**EXERCISE DIRECTIONS**
Produce a perfect copy of the listing, matching each line.

·····

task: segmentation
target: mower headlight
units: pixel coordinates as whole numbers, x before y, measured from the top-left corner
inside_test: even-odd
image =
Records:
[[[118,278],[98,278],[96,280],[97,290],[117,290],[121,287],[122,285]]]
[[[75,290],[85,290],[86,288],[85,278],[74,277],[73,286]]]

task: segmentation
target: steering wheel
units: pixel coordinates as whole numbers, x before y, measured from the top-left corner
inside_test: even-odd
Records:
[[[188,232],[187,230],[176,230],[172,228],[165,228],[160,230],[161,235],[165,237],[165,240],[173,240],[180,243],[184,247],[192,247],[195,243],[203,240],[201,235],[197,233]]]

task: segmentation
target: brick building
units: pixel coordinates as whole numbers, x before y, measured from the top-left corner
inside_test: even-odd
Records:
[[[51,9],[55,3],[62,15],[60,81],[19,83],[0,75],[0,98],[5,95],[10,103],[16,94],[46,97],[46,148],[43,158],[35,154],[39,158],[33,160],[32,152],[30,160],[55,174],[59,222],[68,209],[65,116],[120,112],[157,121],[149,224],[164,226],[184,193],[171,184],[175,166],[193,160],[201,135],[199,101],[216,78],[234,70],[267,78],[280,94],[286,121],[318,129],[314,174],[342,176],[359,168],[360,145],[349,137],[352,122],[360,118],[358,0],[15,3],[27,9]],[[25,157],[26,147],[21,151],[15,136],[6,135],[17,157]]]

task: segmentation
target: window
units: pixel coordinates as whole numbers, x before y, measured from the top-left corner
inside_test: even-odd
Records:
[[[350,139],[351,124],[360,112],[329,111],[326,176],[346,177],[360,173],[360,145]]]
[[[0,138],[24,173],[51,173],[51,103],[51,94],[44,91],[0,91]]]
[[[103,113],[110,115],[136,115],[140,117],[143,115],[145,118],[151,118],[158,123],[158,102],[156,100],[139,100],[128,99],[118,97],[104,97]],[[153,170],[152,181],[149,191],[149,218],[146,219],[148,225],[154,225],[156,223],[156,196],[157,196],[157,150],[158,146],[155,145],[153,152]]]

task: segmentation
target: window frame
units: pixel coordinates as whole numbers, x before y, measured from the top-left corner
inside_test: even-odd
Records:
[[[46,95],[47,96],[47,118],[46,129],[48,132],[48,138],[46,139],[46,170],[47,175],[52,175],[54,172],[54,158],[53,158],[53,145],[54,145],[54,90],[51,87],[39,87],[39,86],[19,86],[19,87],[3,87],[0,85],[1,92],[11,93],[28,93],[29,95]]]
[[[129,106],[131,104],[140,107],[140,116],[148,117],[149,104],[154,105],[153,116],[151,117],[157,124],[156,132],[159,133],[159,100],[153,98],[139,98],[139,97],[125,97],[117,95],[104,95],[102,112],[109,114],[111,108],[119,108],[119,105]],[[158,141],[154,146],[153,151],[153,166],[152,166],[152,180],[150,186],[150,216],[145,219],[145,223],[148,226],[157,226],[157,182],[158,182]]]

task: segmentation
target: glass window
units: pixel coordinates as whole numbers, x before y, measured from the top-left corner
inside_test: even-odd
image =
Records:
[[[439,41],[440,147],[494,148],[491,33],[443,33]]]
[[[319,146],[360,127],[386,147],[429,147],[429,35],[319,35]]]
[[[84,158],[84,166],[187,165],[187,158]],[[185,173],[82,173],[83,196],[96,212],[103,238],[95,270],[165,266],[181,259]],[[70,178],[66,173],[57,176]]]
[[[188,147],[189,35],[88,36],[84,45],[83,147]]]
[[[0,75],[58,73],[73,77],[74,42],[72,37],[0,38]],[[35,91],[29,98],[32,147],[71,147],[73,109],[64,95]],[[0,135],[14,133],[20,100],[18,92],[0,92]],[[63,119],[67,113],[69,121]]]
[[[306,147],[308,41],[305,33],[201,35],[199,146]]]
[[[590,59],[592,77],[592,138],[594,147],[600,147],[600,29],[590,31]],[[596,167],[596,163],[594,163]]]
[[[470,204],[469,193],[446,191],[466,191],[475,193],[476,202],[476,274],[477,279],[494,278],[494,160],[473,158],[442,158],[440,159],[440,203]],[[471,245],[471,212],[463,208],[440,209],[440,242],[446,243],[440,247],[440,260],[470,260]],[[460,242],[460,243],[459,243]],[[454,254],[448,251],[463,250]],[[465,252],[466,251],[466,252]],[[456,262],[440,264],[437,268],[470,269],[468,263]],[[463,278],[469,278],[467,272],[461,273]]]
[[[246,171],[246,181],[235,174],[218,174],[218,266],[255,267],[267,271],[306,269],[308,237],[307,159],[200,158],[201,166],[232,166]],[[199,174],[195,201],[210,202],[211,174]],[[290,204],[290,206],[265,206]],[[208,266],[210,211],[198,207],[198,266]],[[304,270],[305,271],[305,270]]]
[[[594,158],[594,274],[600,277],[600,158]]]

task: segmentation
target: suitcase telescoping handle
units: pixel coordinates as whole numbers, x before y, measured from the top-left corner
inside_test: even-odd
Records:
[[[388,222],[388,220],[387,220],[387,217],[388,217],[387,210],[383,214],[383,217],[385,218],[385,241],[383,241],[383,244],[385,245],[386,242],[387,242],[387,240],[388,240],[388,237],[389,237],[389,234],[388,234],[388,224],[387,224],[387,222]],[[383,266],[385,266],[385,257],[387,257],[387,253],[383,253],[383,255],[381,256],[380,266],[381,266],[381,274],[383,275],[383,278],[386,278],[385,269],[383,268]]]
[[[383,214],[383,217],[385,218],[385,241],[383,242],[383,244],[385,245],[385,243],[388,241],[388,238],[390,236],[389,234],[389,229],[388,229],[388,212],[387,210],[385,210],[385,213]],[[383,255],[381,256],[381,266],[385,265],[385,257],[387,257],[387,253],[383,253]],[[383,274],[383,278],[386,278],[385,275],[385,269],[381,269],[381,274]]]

·····

**SOLUTION FOR THIS PROBLEM**
task: segmentation
target: mower headlight
units: pixel coordinates as whole numbers, x before y, measured from the top-left corner
inside_test: even-odd
image =
Records:
[[[118,278],[98,278],[96,280],[97,290],[117,290],[121,287],[122,285]]]
[[[75,290],[85,290],[86,288],[85,278],[74,277],[73,286]]]

task: segmentation
target: steering wheel
units: pixel coordinates as whole numbers, x before y, measured from the top-left corner
inside_test: even-odd
Records:
[[[188,232],[187,230],[176,230],[172,228],[165,228],[160,230],[161,235],[165,237],[165,240],[173,240],[180,243],[184,247],[192,247],[195,243],[203,240],[201,235],[197,233]]]

task: segmentation
target: brick building
units: pixel coordinates as whole numbers, x before y, measured from the top-left corner
inside_test: even-odd
Records:
[[[51,9],[55,3],[62,15],[60,81],[19,83],[0,75],[0,98],[5,95],[10,103],[16,94],[46,97],[46,148],[43,158],[35,154],[39,158],[33,160],[32,152],[30,160],[55,174],[59,222],[68,209],[65,116],[120,112],[157,121],[149,224],[164,226],[184,193],[171,184],[175,166],[193,160],[201,135],[199,101],[216,78],[234,70],[267,78],[280,94],[286,121],[318,129],[314,174],[342,176],[359,168],[360,145],[349,137],[352,122],[360,118],[358,0],[15,3],[27,9]],[[25,157],[26,147],[21,151],[15,136],[6,135],[17,157]]]

task: segmentation
target: window
units: pixel coordinates as whole numbers, x before y, measured from the top-left corner
inside_test: even-odd
Records:
[[[350,139],[351,124],[360,112],[329,111],[326,176],[346,177],[360,173],[360,145]]]
[[[0,138],[24,173],[51,173],[51,103],[51,94],[44,91],[0,91]]]
[[[103,113],[110,115],[136,115],[140,117],[143,115],[145,118],[151,118],[158,123],[158,102],[156,100],[139,100],[128,99],[118,97],[104,97]],[[153,170],[152,181],[149,191],[149,218],[146,219],[148,225],[154,225],[156,223],[156,196],[157,196],[157,150],[158,146],[155,145],[153,152]]]

task: segmentation
target: window frame
units: pixel coordinates as whole numbers, x before y, measured from the top-left corner
inside_test: even-odd
Records:
[[[46,95],[47,96],[47,118],[46,129],[48,132],[48,138],[46,139],[46,170],[47,175],[52,175],[54,172],[54,158],[53,158],[53,145],[54,145],[54,90],[51,87],[39,87],[39,86],[19,86],[19,87],[3,87],[0,85],[1,92],[11,93],[28,93],[29,95]]]
[[[129,106],[131,104],[140,107],[140,116],[148,117],[149,104],[154,105],[153,116],[151,117],[157,124],[156,132],[159,133],[159,100],[153,98],[139,98],[139,97],[125,97],[117,95],[104,95],[102,112],[109,114],[111,108],[119,108],[119,105]],[[158,141],[154,146],[153,151],[153,166],[152,166],[152,180],[150,186],[150,216],[145,219],[145,223],[148,226],[157,226],[157,182],[158,182]]]

task: segmentation
target: glass window
units: pixel coordinates as whole numbers, x before y, measured from the top-left corner
inside_test: even-odd
image =
Records:
[[[439,41],[440,147],[494,148],[491,33],[443,33]]]
[[[319,146],[360,127],[386,147],[429,147],[429,35],[319,35]]]
[[[84,158],[84,166],[187,165],[187,158]],[[185,173],[82,173],[83,196],[96,212],[103,238],[95,270],[165,266],[181,259]],[[70,178],[66,173],[57,176]]]
[[[188,147],[189,35],[88,36],[84,45],[83,147]]]
[[[0,75],[58,73],[73,77],[74,42],[72,37],[0,38]],[[35,91],[29,98],[32,147],[71,147],[73,109],[64,95]],[[0,135],[14,133],[20,100],[18,92],[0,92]],[[63,119],[67,113],[69,121]]]
[[[306,147],[308,41],[305,33],[201,35],[199,146]]]
[[[590,59],[592,77],[592,138],[594,147],[600,147],[600,29],[590,31]],[[596,167],[596,163],[594,163]]]
[[[470,204],[469,193],[446,191],[466,191],[475,193],[476,202],[476,274],[477,279],[494,278],[494,160],[473,158],[442,158],[440,159],[440,203]],[[471,245],[471,212],[463,208],[440,209],[440,242],[446,243],[440,247],[440,260],[470,260]],[[460,242],[460,243],[459,243]],[[454,254],[448,251],[463,250]],[[465,252],[466,251],[466,252]],[[456,262],[440,264],[437,268],[470,269],[468,263]],[[463,278],[469,278],[467,272],[461,273]]]
[[[246,171],[246,181],[235,174],[218,174],[218,266],[255,267],[267,271],[306,269],[308,237],[307,159],[200,158],[201,166],[232,166]],[[199,174],[195,201],[210,202],[211,174]],[[290,204],[290,206],[265,206]],[[208,266],[210,211],[198,207],[198,266]],[[304,270],[305,271],[305,270]]]
[[[594,158],[594,274],[600,277],[600,158]]]

task: segmentation
target: suitcase telescoping handle
units: pixel coordinates as whole numbers, x before y, measured from the top-left corner
inside_test: even-odd
Records:
[[[388,222],[388,220],[387,220],[387,217],[388,217],[387,210],[383,214],[383,217],[385,218],[385,241],[383,241],[383,244],[385,245],[386,242],[387,242],[387,240],[388,240],[388,237],[389,237],[389,234],[388,234],[388,224],[387,224],[387,222]],[[383,266],[385,266],[385,257],[387,257],[387,253],[383,253],[383,255],[381,256],[380,266],[381,266],[381,274],[383,275],[383,278],[386,278],[385,269],[383,268]]]
[[[383,214],[383,217],[385,218],[385,241],[383,242],[383,244],[385,245],[385,243],[388,241],[388,238],[390,236],[389,234],[389,229],[388,229],[388,212],[387,210],[385,210],[385,213]],[[383,255],[381,256],[381,266],[385,265],[385,257],[387,257],[387,253],[383,253]],[[383,274],[383,278],[386,278],[385,275],[385,269],[381,269],[381,274]]]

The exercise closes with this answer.